* [Exercise material]:
————

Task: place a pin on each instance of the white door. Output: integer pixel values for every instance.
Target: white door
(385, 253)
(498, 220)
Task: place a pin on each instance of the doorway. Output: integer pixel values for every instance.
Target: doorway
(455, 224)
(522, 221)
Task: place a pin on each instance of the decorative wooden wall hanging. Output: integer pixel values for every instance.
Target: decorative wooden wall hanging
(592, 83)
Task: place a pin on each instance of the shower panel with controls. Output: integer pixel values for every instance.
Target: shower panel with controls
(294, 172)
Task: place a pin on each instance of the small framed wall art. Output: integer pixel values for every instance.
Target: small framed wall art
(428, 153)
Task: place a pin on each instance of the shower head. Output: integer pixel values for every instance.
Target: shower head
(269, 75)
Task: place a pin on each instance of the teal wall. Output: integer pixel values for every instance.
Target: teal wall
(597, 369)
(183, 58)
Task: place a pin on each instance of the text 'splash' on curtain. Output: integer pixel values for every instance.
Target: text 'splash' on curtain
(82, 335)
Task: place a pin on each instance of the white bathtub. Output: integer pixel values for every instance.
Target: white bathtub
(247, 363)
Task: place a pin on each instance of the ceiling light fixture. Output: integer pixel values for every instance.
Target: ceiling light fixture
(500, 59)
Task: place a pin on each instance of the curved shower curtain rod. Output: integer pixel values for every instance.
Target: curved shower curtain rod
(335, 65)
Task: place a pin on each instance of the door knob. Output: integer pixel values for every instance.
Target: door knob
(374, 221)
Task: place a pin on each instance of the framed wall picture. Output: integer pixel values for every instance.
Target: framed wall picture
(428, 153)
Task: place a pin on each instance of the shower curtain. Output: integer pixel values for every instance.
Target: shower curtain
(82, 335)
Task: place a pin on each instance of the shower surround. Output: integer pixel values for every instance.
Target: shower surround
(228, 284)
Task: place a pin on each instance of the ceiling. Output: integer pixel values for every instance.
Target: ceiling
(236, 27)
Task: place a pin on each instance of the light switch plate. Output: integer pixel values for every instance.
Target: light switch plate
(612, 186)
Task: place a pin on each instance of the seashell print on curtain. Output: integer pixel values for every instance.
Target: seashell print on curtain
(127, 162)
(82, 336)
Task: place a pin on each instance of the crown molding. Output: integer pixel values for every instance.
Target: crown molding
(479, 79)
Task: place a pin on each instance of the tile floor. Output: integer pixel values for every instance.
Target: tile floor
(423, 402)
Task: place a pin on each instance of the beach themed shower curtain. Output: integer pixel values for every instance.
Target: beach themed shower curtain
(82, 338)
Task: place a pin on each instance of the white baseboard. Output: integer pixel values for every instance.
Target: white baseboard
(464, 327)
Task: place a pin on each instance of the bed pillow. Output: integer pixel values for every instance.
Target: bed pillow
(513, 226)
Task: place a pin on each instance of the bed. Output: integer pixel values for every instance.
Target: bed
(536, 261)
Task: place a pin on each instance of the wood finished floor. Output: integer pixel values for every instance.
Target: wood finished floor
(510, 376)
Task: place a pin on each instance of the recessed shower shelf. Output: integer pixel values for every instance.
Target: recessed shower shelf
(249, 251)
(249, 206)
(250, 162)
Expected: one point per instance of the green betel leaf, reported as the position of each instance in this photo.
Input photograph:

————

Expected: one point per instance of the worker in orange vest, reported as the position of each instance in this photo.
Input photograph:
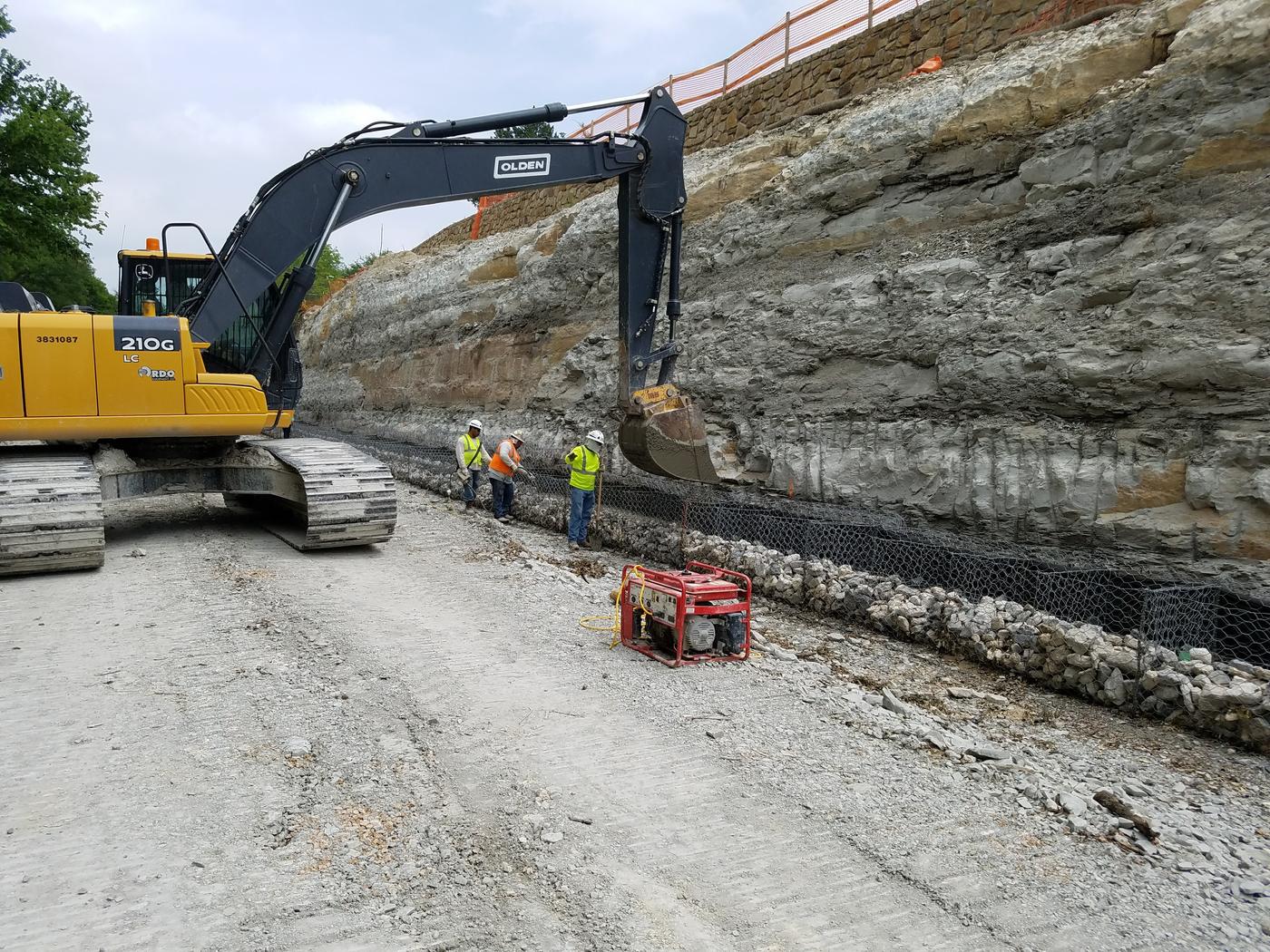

————

* [Your task]:
From the entries above, copy every line that holds the word "position".

* [Reply]:
Expected: one point per instance of the green betel leaf, reported as the position of each instance in this photo.
Expected: one point per instance of the worker in orange vest, reported as the position of each instance in this photo.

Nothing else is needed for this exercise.